We deny the protest.

BACKGROUND

On August 8, 2014, DHA posted the RFP on the General Services Administration’s (GSA) e-Buy website.  The solicitation was issued as a total small-business set‑aside under the Federal Supply Schedule (FSS) procedures of Federal Acquisition Regulation (FAR) subpart 8.4, to interested vendors holding contracts under schedule No. 874, mission oriented business integrated services (MOBIS).[1]  RFP at 31; Contracting Officer (CO) Statement at 1.  The solicitation sought personnel, equipment, supplies, facilities, transportation, tools, materials, supervision, and other items and non-personal services necessary to provide advanced technology monitoring and transition support for DHA’s Innovation Advance Technology Development Division.  RFP, Performance Work Statement (PWS) at 9.

The solicitation anticipated the issuance of a fixed-price task order, for a 9‑month base period with four 12-month options.  RFP at 10.  The RFP provided for award on a lowest-priced, technically acceptable basis, considering the following three factors:  (1) price, (2) technical, and (3) past performance.  RFP at 39.  The technical factor included the evaluation of the following three subfactors:  (a) technical approach, (b) experience, and (c) quality control.  Id.

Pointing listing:
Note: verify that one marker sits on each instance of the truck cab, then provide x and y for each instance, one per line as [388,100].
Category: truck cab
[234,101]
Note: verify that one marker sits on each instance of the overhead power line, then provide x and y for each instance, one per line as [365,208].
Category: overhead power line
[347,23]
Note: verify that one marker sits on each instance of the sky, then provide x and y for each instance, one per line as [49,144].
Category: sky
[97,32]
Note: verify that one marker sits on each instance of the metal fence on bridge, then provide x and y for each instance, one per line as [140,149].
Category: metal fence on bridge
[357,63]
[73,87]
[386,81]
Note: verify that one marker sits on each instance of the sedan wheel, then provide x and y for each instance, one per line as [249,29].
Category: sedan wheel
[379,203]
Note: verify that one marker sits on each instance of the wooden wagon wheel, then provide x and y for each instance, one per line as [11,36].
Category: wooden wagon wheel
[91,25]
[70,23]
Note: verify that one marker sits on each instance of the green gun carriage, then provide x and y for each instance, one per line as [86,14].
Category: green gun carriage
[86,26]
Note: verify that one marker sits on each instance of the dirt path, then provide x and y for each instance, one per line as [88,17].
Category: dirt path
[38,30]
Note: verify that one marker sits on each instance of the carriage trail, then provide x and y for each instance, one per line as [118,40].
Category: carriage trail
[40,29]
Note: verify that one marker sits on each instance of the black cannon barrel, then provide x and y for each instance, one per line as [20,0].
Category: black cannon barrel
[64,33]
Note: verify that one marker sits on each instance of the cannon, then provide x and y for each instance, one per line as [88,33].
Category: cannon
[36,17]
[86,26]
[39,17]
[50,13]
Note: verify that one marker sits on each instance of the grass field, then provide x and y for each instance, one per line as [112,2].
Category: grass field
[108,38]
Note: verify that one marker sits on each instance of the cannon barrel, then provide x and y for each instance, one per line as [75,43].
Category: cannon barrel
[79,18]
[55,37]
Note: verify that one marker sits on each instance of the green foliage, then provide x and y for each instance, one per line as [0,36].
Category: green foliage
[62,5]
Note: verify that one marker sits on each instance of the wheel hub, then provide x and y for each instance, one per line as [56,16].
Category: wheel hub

#### AIM 1:
Quote the protest decision word for word, in full.
#### AIM 2:
Print the part of the listing that opens with the line containing "line as [140,149]." and runs through the end of the listing, and nothing else.

#### TASK OUTPUT 1:
We deny the protest.

BACKGROUND

On August 8, 2014, DHA posted the RFP on the General Services Administration’s (GSA) e-Buy website.  The solicitation was issued as a total small-business set‑aside under the Federal Supply Schedule (FSS) procedures of Federal Acquisition Regulation (FAR) subpart 8.4, to interested vendors holding contracts under schedule No. 874, mission oriented business integrated services (MOBIS).[1]  RFP at 31; Contracting Officer (CO) Statement at 1.  The solicitation sought personnel, equipment, supplies, facilities, transportation, tools, materials, supervision, and other items and non-personal services necessary to provide advanced technology monitoring and transition support for DHA’s Innovation Advance Technology Development Division.  RFP, Performance Work Statement (PWS) at 9.

The solicitation anticipated the issuance of a fixed-price task order, for a 9‑month base period with four 12-month options.  RFP at 10.  The RFP provided for award on a lowest-priced, technically acceptable basis, considering the following three factors:  (1) price, (2) technical, and (3) past performance.  RFP at 39.  The technical factor included the evaluation of the following three subfactors:  (a) technical approach, (b) experience, and (c) quality control.  Id.

#### TASK OUTPUT 2:
Note: verify that one marker sits on each instance of the metal fence on bridge, then provide x and y for each instance, one per line as [140,149].
Category: metal fence on bridge
[357,63]
[73,87]
[386,81]
Note: verify that one marker sits on each instance of the sedan wheel, then provide x and y for each instance, one per line as [249,29].
Category: sedan wheel
[379,203]
Note: verify that one marker sits on each instance of the wooden wagon wheel, then provide x and y for each instance, one per line as [11,36].
Category: wooden wagon wheel
[91,25]
[70,23]
Note: verify that one marker sits on each instance of the green gun carriage, then provide x and y for each instance, one per line as [86,14].
Category: green gun carriage
[86,26]
Note: verify that one marker sits on each instance of the dirt path, then provide x and y for each instance, one per line as [88,17].
Category: dirt path
[38,30]
Note: verify that one marker sits on each instance of the carriage trail, then provide x and y for each instance, one per line as [118,40].
Category: carriage trail
[40,29]
Note: verify that one marker sits on each instance of the black cannon barrel, then provide x and y for each instance, one per line as [20,0].
Category: black cannon barrel
[64,33]
Note: verify that one marker sits on each instance of the cannon, then provide x and y for each instance, one per line as [88,33].
Category: cannon
[36,17]
[86,26]
[39,17]
[50,13]
Note: verify that one marker sits on each instance of the grass field, then provide x and y for each instance, one per line as [112,2].
Category: grass field
[108,38]
Note: verify that one marker sits on each instance of the cannon barrel, then provide x and y for each instance, one per line as [75,43].
Category: cannon barrel
[79,18]
[55,37]
Note: verify that one marker sits on each instance of the green foliage, then provide x and y for each instance, one per line as [0,36].
Category: green foliage
[62,5]
Note: verify that one marker sits on each instance of the wheel hub, then provide x and y for each instance, one per line as [56,16].
Category: wheel hub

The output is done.